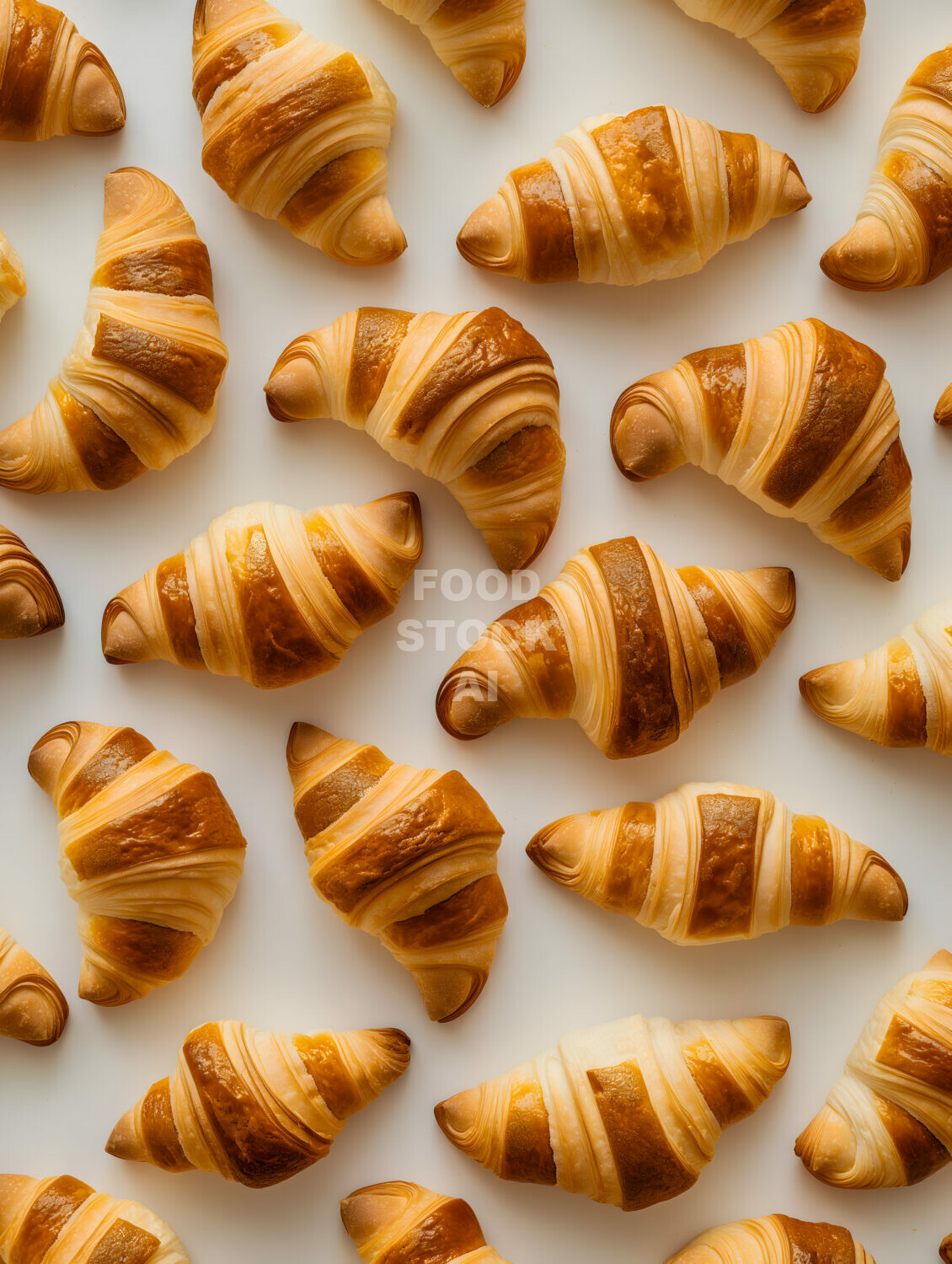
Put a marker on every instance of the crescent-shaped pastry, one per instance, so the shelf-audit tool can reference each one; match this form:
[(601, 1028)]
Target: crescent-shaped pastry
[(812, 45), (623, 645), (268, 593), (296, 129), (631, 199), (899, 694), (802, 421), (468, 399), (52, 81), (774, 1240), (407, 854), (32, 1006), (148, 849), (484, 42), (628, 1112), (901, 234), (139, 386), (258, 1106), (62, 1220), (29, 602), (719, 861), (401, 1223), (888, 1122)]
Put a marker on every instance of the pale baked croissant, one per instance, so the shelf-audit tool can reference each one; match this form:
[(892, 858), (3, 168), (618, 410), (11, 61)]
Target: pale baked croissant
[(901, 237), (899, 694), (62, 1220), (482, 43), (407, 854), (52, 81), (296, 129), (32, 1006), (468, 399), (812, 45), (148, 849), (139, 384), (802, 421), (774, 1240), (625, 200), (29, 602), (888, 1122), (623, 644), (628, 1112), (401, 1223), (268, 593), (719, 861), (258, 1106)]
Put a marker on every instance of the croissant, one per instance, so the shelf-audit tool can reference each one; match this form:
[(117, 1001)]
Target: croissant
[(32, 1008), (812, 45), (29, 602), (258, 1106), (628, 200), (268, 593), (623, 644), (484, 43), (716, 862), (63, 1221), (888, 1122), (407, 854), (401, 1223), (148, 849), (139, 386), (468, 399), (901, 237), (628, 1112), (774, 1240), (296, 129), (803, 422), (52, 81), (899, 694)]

_ _ _

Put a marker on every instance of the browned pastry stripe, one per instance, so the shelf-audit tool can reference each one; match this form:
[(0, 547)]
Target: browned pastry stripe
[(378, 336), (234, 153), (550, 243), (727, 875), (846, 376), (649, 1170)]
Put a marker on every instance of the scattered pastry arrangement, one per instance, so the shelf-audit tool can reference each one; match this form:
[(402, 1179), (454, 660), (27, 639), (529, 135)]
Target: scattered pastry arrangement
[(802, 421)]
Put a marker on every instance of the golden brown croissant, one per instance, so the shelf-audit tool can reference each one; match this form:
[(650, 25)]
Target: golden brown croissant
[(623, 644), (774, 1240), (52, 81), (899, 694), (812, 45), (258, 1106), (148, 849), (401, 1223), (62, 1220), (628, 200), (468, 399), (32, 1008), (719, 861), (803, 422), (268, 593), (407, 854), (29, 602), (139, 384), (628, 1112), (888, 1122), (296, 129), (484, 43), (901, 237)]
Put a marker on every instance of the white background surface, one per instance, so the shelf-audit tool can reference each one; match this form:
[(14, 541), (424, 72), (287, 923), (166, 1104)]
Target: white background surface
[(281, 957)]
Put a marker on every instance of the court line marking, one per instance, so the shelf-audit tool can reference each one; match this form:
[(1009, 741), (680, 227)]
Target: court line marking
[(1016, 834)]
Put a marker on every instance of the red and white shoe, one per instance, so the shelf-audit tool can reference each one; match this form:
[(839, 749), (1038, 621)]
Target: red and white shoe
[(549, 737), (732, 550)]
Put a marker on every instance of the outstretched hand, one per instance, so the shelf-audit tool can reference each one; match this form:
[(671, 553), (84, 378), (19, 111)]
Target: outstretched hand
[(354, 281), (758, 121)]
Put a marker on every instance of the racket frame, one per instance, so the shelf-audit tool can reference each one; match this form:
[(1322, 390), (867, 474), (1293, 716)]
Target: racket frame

_ _ _

▶ EXERCISE AIM: Write out exactly the lines that fall from the line with "Put a marker on every instance of the crescent-shaped" to the line with "[(892, 858), (3, 168), (618, 410), (11, 61)]" in the records above, keeping both ends.

▶ TASK SOLUTION:
Put a marker on every instance of the crescent-shaped pastry, one per instance, so the shelf-audit tool can reference each one; match this form:
[(601, 1028)]
Target: crescent-shaped pastry
[(812, 45), (623, 645), (268, 593), (296, 129), (631, 199), (899, 694), (802, 421), (468, 399), (52, 81), (774, 1240), (407, 854), (32, 1006), (148, 849), (484, 42), (628, 1112), (901, 234), (139, 386), (258, 1106), (62, 1220), (29, 602), (719, 861), (401, 1223), (888, 1122)]
Put a marker on every instance of the pale baked croissant, one per instance, so the shelf-audit tool can reference each one; match this form:
[(892, 858), (3, 168), (618, 410), (11, 61)]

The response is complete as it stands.